*THE TASK*
Write out the lines of the records below again, starting with the first line and going on through the line with "(1046, 312), (1067, 339)", both included. Keep the requests, shift every coordinate in the answers by adding -122 to it, and leave the pictures out.

# START OF SUPPLIED RECORDS

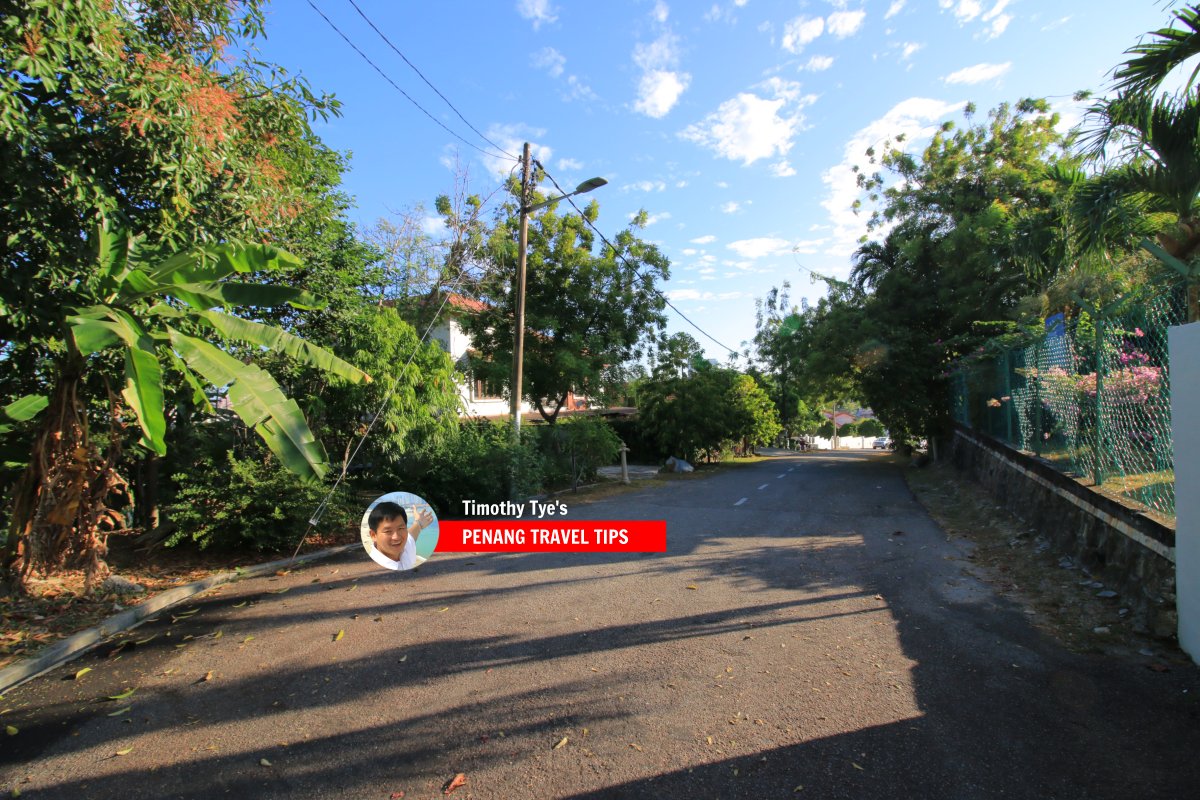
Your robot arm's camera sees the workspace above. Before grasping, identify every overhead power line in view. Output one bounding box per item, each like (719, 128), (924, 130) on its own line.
(347, 0), (517, 158)
(307, 0), (512, 158)
(534, 160), (740, 356)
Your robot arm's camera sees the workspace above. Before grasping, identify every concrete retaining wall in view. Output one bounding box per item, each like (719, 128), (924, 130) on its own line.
(947, 427), (1178, 638)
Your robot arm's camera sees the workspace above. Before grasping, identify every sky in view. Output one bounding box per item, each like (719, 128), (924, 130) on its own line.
(250, 0), (1171, 361)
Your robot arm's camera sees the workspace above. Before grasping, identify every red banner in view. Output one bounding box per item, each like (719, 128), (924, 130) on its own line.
(437, 519), (667, 553)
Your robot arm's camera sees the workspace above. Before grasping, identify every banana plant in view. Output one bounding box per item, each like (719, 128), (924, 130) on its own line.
(66, 224), (371, 480)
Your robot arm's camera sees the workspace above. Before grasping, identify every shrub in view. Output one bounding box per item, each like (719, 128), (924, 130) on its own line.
(538, 416), (620, 488)
(166, 452), (355, 552)
(388, 421), (544, 515)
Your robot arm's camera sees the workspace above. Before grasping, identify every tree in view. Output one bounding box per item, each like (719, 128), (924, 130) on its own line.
(0, 0), (349, 588)
(0, 227), (366, 584)
(463, 181), (670, 422)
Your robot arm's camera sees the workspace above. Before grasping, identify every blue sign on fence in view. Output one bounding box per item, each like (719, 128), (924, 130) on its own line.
(1046, 312), (1067, 339)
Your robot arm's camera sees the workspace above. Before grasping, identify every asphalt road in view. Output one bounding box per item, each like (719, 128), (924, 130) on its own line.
(0, 452), (1200, 800)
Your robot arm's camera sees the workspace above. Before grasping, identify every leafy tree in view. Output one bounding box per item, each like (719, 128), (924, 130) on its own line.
(0, 0), (352, 588)
(463, 181), (668, 422)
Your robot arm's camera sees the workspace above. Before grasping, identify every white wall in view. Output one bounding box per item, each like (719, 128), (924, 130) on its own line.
(1170, 323), (1200, 663)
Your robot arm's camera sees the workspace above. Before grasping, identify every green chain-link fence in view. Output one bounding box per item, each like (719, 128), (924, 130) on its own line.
(954, 281), (1187, 517)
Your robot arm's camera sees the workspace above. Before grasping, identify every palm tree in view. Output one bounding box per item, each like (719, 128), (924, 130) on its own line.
(1112, 5), (1200, 95)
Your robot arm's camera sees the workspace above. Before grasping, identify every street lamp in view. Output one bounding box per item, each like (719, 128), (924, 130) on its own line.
(511, 142), (608, 491)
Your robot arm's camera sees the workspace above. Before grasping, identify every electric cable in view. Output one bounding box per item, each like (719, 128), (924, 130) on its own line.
(347, 0), (518, 158)
(288, 203), (504, 566)
(534, 158), (740, 356)
(307, 0), (512, 164)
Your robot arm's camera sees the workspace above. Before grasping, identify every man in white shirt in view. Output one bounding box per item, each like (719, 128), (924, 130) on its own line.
(367, 500), (433, 570)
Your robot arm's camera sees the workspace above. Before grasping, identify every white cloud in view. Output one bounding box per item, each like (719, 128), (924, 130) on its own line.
(679, 77), (816, 166)
(620, 181), (667, 192)
(826, 10), (866, 38)
(800, 55), (833, 72)
(770, 158), (796, 178)
(517, 0), (558, 30)
(988, 14), (1013, 38)
(937, 0), (1013, 38)
(937, 0), (983, 24)
(634, 32), (691, 119)
(942, 61), (1013, 84)
(782, 17), (824, 53)
(821, 97), (962, 258)
(634, 70), (691, 120)
(530, 47), (566, 78)
(421, 217), (448, 237)
(628, 211), (671, 228)
(726, 236), (792, 260)
(666, 289), (748, 300)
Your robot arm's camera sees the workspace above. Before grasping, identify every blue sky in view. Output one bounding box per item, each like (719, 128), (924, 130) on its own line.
(250, 0), (1170, 360)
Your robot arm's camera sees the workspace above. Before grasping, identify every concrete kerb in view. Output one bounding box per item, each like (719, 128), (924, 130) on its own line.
(0, 542), (362, 694)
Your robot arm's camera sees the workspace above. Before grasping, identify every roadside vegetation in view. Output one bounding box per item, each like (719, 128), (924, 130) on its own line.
(755, 5), (1200, 455)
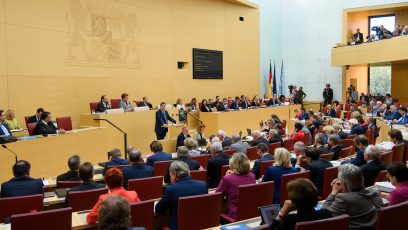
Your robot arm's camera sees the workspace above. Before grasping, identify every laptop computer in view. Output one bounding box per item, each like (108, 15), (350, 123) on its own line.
(259, 204), (281, 226)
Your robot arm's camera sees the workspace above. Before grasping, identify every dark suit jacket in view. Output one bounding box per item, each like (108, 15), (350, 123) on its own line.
(154, 109), (177, 133)
(65, 181), (105, 207)
(102, 157), (129, 175)
(27, 115), (41, 123)
(146, 152), (172, 167)
(349, 125), (365, 135)
(57, 170), (81, 182)
(251, 137), (269, 146)
(164, 156), (200, 183)
(122, 163), (154, 189)
(155, 176), (208, 230)
(34, 120), (57, 135)
(360, 160), (387, 188)
(176, 133), (190, 151)
(207, 151), (231, 188)
(252, 154), (275, 178)
(0, 176), (44, 197)
(137, 101), (153, 109)
(305, 158), (333, 195)
(95, 101), (111, 113)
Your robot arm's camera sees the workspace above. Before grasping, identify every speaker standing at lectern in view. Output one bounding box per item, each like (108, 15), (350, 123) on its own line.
(154, 102), (177, 140)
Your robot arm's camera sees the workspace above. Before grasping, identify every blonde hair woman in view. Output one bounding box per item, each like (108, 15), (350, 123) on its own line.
(217, 153), (256, 219)
(5, 109), (21, 130)
(262, 148), (300, 204)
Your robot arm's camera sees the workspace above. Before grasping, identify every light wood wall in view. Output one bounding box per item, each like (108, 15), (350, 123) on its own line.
(0, 0), (259, 128)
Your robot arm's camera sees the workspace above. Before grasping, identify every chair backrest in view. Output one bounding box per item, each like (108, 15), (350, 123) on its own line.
(375, 170), (388, 182)
(89, 102), (99, 113)
(283, 138), (295, 151)
(68, 188), (108, 212)
(178, 193), (222, 230)
(280, 171), (310, 206)
(320, 152), (334, 161)
(259, 160), (275, 177)
(107, 165), (130, 170)
(130, 200), (154, 230)
(111, 99), (121, 109)
(295, 214), (350, 230)
(153, 161), (173, 177)
(237, 181), (275, 221)
(0, 194), (44, 223)
(224, 149), (237, 156)
(57, 181), (81, 188)
(322, 167), (339, 199)
(392, 144), (405, 162)
(11, 208), (72, 230)
(268, 142), (282, 156)
(191, 154), (211, 168)
(302, 132), (310, 146)
(346, 134), (357, 140)
(247, 146), (259, 161)
(377, 201), (408, 230)
(220, 165), (229, 178)
(57, 117), (72, 131)
(128, 176), (163, 200)
(190, 170), (207, 182)
(340, 146), (354, 158)
(380, 151), (393, 165)
(27, 123), (37, 136)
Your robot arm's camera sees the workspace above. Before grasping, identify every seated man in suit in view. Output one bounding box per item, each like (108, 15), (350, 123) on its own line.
(207, 142), (231, 188)
(252, 143), (275, 178)
(327, 134), (343, 160)
(360, 145), (387, 188)
(102, 148), (129, 175)
(176, 126), (191, 151)
(155, 161), (208, 230)
(349, 118), (365, 135)
(0, 160), (44, 198)
(251, 130), (269, 146)
(325, 105), (336, 117)
(0, 110), (12, 137)
(137, 96), (153, 109)
(164, 146), (203, 184)
(229, 134), (249, 155)
(65, 162), (105, 206)
(296, 148), (333, 195)
(154, 102), (177, 140)
(122, 149), (154, 189)
(217, 130), (232, 148)
(314, 133), (327, 154)
(392, 106), (408, 125)
(146, 142), (172, 167)
(95, 95), (112, 113)
(34, 112), (65, 135)
(57, 155), (81, 183)
(27, 108), (44, 123)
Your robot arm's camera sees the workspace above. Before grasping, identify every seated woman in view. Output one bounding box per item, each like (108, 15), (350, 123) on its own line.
(86, 168), (140, 224)
(262, 148), (300, 204)
(216, 153), (256, 219)
(5, 109), (21, 130)
(387, 162), (408, 205)
(271, 178), (331, 229)
(322, 164), (383, 229)
(200, 99), (212, 112)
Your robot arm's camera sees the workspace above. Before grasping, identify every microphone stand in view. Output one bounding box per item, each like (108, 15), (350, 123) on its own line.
(94, 118), (127, 159)
(1, 145), (17, 163)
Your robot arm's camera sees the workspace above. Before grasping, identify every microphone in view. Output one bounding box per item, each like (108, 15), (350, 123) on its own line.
(1, 145), (17, 163)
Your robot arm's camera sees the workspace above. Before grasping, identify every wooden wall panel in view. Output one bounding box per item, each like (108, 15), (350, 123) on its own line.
(0, 0), (259, 127)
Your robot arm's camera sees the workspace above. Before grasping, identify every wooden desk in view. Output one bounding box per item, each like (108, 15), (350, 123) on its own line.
(0, 127), (110, 183)
(200, 105), (300, 136)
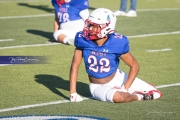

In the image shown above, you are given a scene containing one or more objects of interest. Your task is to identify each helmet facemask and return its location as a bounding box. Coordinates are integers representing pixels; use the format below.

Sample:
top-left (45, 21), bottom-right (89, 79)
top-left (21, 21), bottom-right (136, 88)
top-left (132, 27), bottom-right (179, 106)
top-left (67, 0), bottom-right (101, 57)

top-left (83, 8), bottom-right (116, 40)
top-left (56, 0), bottom-right (71, 6)
top-left (83, 19), bottom-right (109, 40)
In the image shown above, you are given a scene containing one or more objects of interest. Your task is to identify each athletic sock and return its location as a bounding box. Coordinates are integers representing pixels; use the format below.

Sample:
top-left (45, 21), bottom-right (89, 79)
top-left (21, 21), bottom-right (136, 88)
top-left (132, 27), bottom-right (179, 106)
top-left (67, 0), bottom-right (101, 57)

# END OF SUPPLIED RECORDS

*RESULT OF THIS TASK*
Your robot arm's camera sees the workspace above. Before grasping, identify every overhead power line in view. Output one bounding box per item, each like (719, 128), (924, 130) on its own line.
(225, -122), (395, 36)
(185, -122), (390, 36)
(412, 38), (618, 234)
Your robot arm's camera sees the workspace above. Before grasping, identify every concrete retaining wall in view. Output one bounding box per item, each like (719, 128), (924, 130) on its own line.
(825, 305), (1056, 516)
Your robot arm's camera sees the workspace above. Before grasping, identify every sky in view. Output one bounding box per item, each like (719, 128), (924, 130) on its own line.
(128, -122), (1049, 239)
Your robot arm's camera sees the workspace above. Before grasping, identify every red banner in view. Output one bounding box per item, each like (719, 128), (924, 130) on its own line.
(315, 397), (545, 431)
Your robot arm's camera sees the workspace above. Before grasping, identify every banana plant in view. Output one bounding box per item, each like (719, 128), (924, 130) on its own line.
(-56, 102), (249, 358)
Your robot arm's camera sees the workspace above. Before grasping, identify every shrub in view. Output one bounding box per item, each like (719, 128), (924, 130) on its own line.
(416, 294), (498, 366)
(44, 330), (233, 430)
(266, 299), (422, 393)
Your robot arm's camera sees the workspace above. Before grasping, identify every tree in view. Output one bounding box per item, each like (719, 128), (924, 130) on its own line.
(-122, -122), (227, 466)
(-122, 105), (244, 462)
(341, 59), (548, 300)
Your robot arm's camera sees the workspace above. Before grasping, identify every blue sign on fence in view. Output one bounding box per item, each like (719, 128), (924, 130) on its own line.
(924, 190), (945, 217)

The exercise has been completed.